Goal of the exercise
Gather every line in the listing below that contains the string "Query". Match case exactly.

Raw data
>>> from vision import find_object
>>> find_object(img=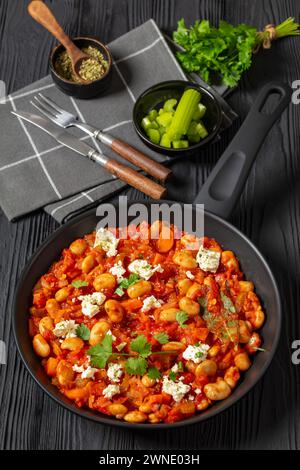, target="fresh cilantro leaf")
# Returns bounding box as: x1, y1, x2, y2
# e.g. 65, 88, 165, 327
76, 323, 91, 341
169, 370, 177, 382
125, 357, 148, 375
176, 310, 189, 328
198, 297, 207, 309
154, 332, 169, 344
220, 292, 236, 313
195, 351, 203, 359
173, 19, 259, 87
148, 367, 161, 380
91, 355, 109, 369
87, 334, 113, 369
115, 273, 140, 297
72, 279, 89, 289
130, 335, 151, 357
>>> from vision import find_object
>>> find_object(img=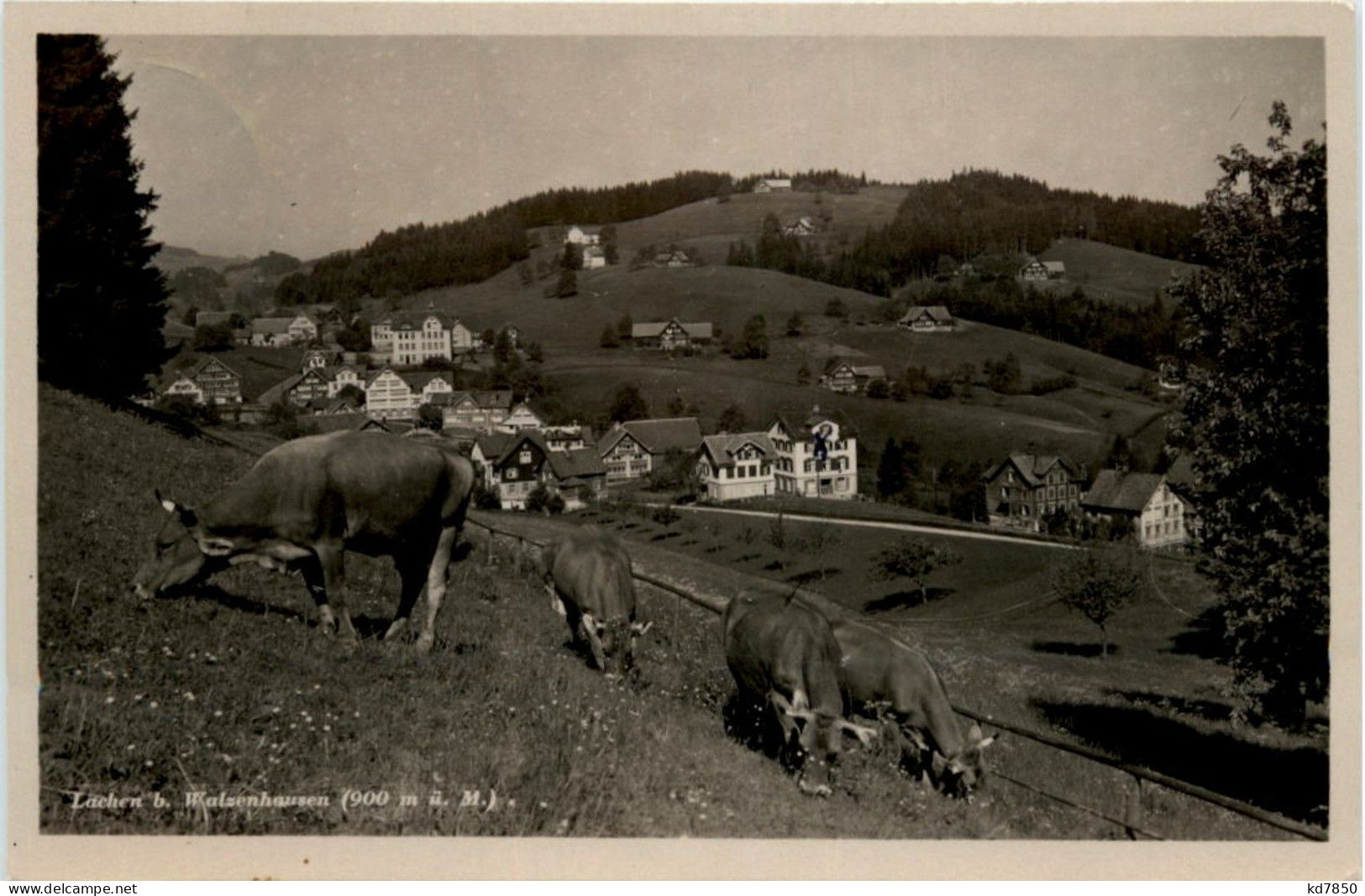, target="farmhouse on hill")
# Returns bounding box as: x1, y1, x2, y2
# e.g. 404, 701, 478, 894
370, 307, 474, 367
981, 454, 1085, 532
251, 314, 318, 348
696, 432, 778, 500
631, 317, 711, 352
821, 360, 886, 396
1081, 469, 1190, 548
564, 225, 602, 245
1018, 258, 1066, 282
598, 417, 701, 483
897, 306, 957, 333
162, 358, 242, 405
470, 430, 606, 510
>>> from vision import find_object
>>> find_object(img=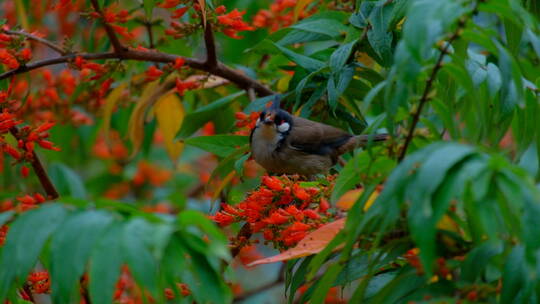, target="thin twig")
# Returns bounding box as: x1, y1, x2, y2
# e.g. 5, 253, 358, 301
398, 17, 466, 162
144, 21, 155, 49
2, 30, 65, 55
90, 0, 126, 54
204, 23, 218, 68
9, 127, 58, 200
0, 49, 275, 96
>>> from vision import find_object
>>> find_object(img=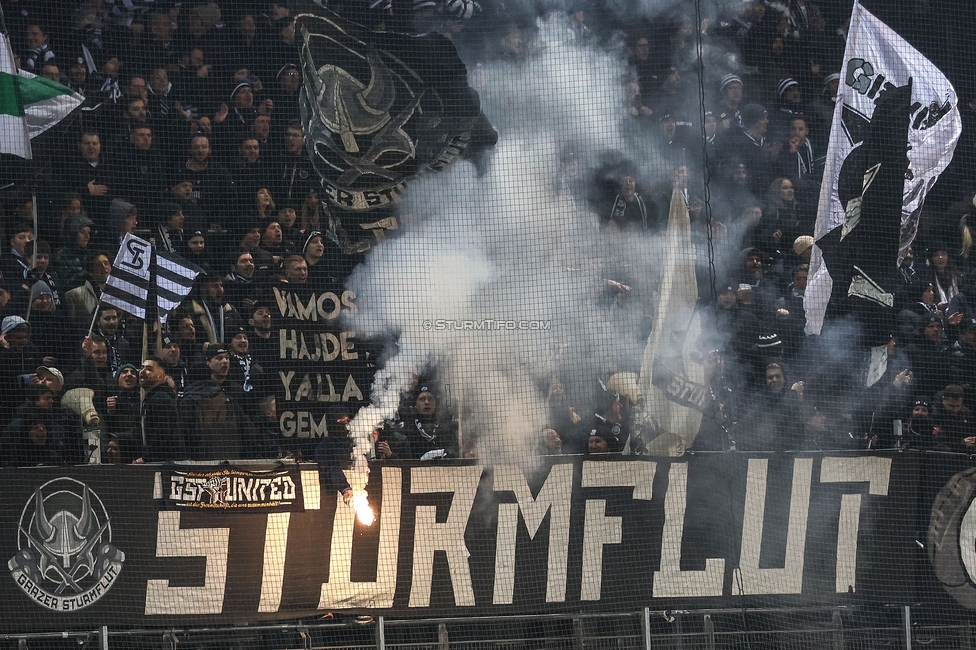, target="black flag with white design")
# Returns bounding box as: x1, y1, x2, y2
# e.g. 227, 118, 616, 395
154, 250, 203, 325
295, 12, 497, 215
102, 233, 152, 318
817, 80, 912, 346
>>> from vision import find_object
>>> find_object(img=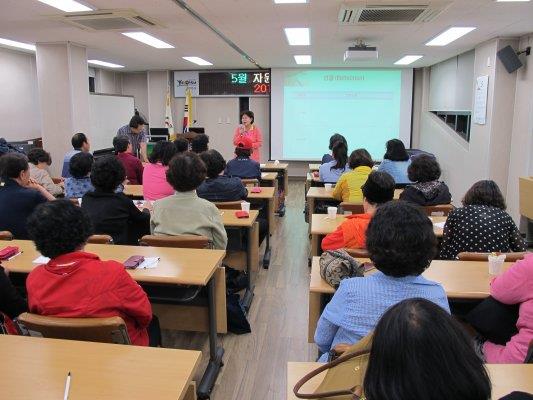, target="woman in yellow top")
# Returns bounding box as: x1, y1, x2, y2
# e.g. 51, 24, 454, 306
333, 149, 374, 203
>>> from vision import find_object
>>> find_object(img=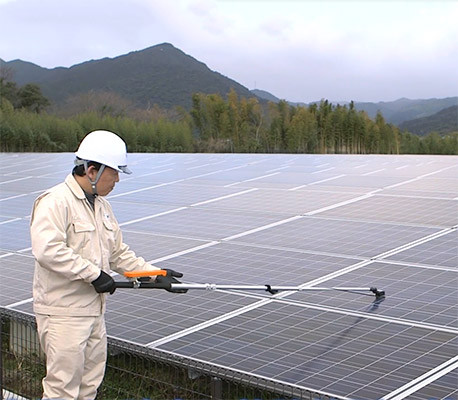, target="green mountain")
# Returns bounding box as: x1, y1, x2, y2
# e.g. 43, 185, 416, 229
1, 43, 255, 108
250, 89, 280, 103
355, 97, 458, 125
251, 89, 458, 125
399, 106, 458, 136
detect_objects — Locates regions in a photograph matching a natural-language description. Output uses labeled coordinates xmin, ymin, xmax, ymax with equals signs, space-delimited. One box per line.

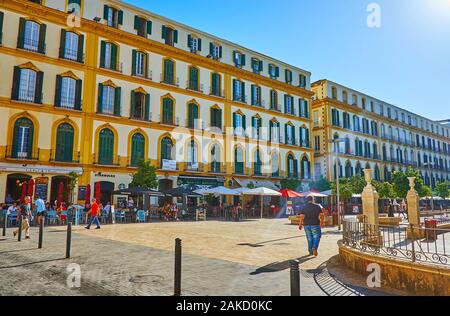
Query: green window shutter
xmin=77 ymin=34 xmax=84 ymax=63
xmin=103 ymin=5 xmax=109 ymax=20
xmin=38 ymin=24 xmax=47 ymax=54
xmin=131 ymin=49 xmax=137 ymax=76
xmin=147 ymin=21 xmax=153 ymax=34
xmin=17 ymin=18 xmax=27 ymax=48
xmin=34 ymin=71 xmax=44 ymax=104
xmin=111 ymin=44 xmax=118 ymax=70
xmin=97 ymin=83 xmax=103 ymax=113
xmin=114 ymin=87 xmax=122 ymax=116
xmin=134 ymin=15 xmax=141 ymax=30
xmin=0 ymin=12 xmax=4 ymax=44
xmin=59 ymin=29 xmax=66 ymax=58
xmin=144 ymin=94 xmax=150 ymax=121
xmin=11 ymin=66 xmax=21 ymax=100
xmin=130 ymin=91 xmax=136 ymax=117
xmin=75 ymin=79 xmax=83 ymax=110
xmin=55 ymin=75 xmax=62 ymax=107
xmin=100 ymin=41 xmax=106 ymax=68
xmin=117 ymin=10 xmax=123 ymax=25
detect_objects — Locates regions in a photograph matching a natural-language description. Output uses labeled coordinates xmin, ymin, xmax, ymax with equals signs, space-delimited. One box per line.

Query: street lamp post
xmin=329 ymin=138 xmax=345 ymax=230
xmin=425 ymin=161 xmax=434 ymax=212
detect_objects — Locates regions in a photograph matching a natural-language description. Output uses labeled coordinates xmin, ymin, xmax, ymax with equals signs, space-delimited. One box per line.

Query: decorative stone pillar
xmin=406 ymin=177 xmax=420 ymax=226
xmin=361 ymin=169 xmax=380 ymax=226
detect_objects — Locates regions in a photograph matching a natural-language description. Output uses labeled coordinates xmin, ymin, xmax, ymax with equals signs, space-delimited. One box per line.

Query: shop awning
xmin=234 ymin=178 xmax=281 ymax=191
xmin=0 ymin=163 xmax=83 ymax=175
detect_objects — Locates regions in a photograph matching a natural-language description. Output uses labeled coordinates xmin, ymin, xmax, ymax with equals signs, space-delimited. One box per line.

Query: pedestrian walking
xmin=34 ymin=197 xmax=47 ymax=226
xmin=13 ymin=196 xmax=33 ymax=239
xmin=299 ymin=196 xmax=324 ymax=257
xmin=85 ymin=199 xmax=100 ymax=229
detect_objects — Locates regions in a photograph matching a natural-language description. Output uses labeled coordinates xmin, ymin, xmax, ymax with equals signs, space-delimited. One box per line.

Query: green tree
xmin=372 ymin=181 xmax=395 ymax=199
xmin=130 ymin=160 xmax=158 ymax=189
xmin=280 ymin=179 xmax=301 ymax=191
xmin=310 ymin=176 xmax=331 ymax=192
xmin=435 ymin=181 xmax=450 ymax=199
xmin=68 ymin=171 xmax=78 ymax=203
xmin=392 ymin=168 xmax=430 ymax=199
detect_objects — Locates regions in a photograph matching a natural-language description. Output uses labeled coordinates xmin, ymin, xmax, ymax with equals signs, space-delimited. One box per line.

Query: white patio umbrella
xmin=242 ymin=187 xmax=282 ymax=218
xmin=202 ymin=186 xmax=238 ymax=195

Solution to this problem
Query: green window shutter
Query: street lamp post
Query: decorative stone pillar
Query: shop awning
Query: pedestrian walking
Query: green tree
Query: white patio umbrella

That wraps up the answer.